● **OPGAVEN**
1. Ga na of de uitspraken (a), (b) en (c) kloppen met de tekst over Robberechts. Antwoord telkens met ja of nee en citeer letterlijk de woorden uit de tekst die de doorslag geven.

(a) In 1981 had Robberechts een computer tot zijn beschikking.
(b) In 1986 kocht Robberechts de eerste Apple die op de Belgische markt kwam.
(c) Robberechts zou enthousiast zijn over een boek dat op computerschijf verschijnt in plaats van gedrukt.
2. Beantwoord alsjeblieft de volgende vragen met gegevens uit de tekst over Robberechts.
(a) Op welke datum schrijft Robberechts voor het eerst in zijn elektronische dagboek?
(b) In hoeveel registers worden de onderstreepte passages genoteerd?
(c) Hoe noemt Robberechts de onderneming op het einde van elk cahier?

● **AANGELEVERDE TEKST**
□ □ □ □ □

Helemaal op het einde van de uitzending tracht Robberechts de kritiek op zijn project voor te zijn. Hij stelt: ‘Die hele onderneming dus op het einde van elk cahier is zowat de bureaucratie van de tekst. Er zijn mensen die daar vies van zijn. Daarop zeg ik dan: ja, bureaucratie is iets afschuwelijks wanneer het om mensen gaat, maar een tekst dat is juist iets waar je al je bureaucratische neigingen op kan botvieren, terecht naar mijn gevoel’. Een tekstbureaucraat had in 1981 een hele karwei te verrichten: schrijven, herschrijven, overschrijven, overtikken, stencilen, de stencils afdraaien, de stencils bundelen en dan herlezen en nog eens herlezen en de onderstreepte passages noteren in twee registers. Slavenarbeid. Robberechts was zich daarvan ten zeerste bewust. Ergens tussen de uitleg over het eerste en het tweede register in merkt hij ietwat klagerig op: ‘Ik heb geen computer ter beschikking, al zou ik dat eigenlijk wel graag hebben’. Het hoge woord was eruit: de computer. Reeds in 1981, amper vier jaar na de start van het productieproces van de totaaltekst, droomde Robberechts dus al van de machine. Het is niet overdreven te stellen dat de totaaltekst, zoals Robberechts die gedefinieerd had en zoals hij die wou produceren, zijn tijd (ver) vooruit was. De totaaltekst ‘veronderstelde’ immers de machine, die evenwel nog niet beschikbaar was voor de man in de straat. Robberechts was in zekere zin te vroeg aan de totaaltekst begonnen! De mechanische, bureaucratische, machinale aanpak die Robberechts voorstond, was eigenlijk alleen maar tot een goed einde te brengen met een personal computer. Toen Robberechts dan in 1986 de eerste Apple kocht die op de Belgische markt kwam, stortte hij zich met overgave op de nieuwe technologie. Op 1 december 1986 schrijft hij voor het eerst in zijn elektronische dagboek: ‘Het ‘nieuwe boek’ dat op computerschijf zou verschijnen i.p.v. gedrukt: ik zou absoluut niet enthousiast zijn, maar wel wanneer samen met elk verschijnend boek ook de schijf ervan geleverd zou worden: niet alleen hoef je geen indexen meer te hebben, maar van elk woord dat je opvalt zou je meteen kunnen nagaan waar het nog in de tekst voorkomt.’ Voor zover het nog nodig was, maakt deze notitie duidelijk dat de computer tegemoet kwam aan Robberechts’ onlesbare verlangen naar totale (bureaucratische) controle.

□ □ □ □ □

● **FRAGMENTEN UIT GEGEVENS**
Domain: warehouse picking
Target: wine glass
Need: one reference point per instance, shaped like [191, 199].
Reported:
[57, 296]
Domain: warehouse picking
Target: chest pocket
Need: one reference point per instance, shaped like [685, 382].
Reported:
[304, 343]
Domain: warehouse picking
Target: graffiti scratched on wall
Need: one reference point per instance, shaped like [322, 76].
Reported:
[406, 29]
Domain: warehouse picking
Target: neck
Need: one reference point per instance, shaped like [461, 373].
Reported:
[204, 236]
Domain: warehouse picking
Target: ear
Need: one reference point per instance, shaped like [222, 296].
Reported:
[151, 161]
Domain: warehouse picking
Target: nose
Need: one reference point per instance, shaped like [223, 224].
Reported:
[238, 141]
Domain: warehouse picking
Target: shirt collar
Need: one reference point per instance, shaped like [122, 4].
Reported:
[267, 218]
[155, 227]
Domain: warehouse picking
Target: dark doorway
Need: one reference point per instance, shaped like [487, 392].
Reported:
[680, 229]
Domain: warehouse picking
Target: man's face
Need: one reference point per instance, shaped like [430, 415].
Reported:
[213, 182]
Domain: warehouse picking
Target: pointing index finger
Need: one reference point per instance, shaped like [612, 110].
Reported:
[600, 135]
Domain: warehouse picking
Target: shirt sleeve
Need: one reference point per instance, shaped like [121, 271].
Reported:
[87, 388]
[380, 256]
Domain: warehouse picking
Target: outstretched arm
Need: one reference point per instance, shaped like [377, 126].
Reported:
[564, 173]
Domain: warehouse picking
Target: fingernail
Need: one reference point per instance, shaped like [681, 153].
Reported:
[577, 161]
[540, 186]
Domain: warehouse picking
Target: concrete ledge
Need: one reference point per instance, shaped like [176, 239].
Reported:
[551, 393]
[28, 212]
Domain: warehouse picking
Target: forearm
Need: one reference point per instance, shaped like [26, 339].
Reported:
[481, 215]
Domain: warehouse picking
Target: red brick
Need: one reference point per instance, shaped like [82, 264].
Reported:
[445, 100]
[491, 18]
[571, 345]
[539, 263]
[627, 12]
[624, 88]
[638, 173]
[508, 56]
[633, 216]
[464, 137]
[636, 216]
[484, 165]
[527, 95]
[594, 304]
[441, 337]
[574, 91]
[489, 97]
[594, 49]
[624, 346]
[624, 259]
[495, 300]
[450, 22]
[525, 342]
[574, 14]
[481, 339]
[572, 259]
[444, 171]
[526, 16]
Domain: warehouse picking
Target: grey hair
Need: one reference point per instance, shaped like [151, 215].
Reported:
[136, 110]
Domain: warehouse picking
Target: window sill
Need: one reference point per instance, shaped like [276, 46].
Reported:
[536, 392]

□ □ □ □ □

● **VOLLEDIGE ANTWOORDEN**
1.
(a) Nee: ‘Ik heb geen computer ter beschikking, al zou ik dat eigenlijk wel graag hebben’
(b) Ja: "Toen Robberechts dan in 1986 de eerste Apple kocht die op de Belgische markt kwam"
(c) Nee: ‘ik zou absoluut niet enthousiast zijn’

2.
(a) Op 1 december 1986.
(b) In twee registers.
(c) Hij noemt die onderneming "zowat de bureaucratie van de tekst".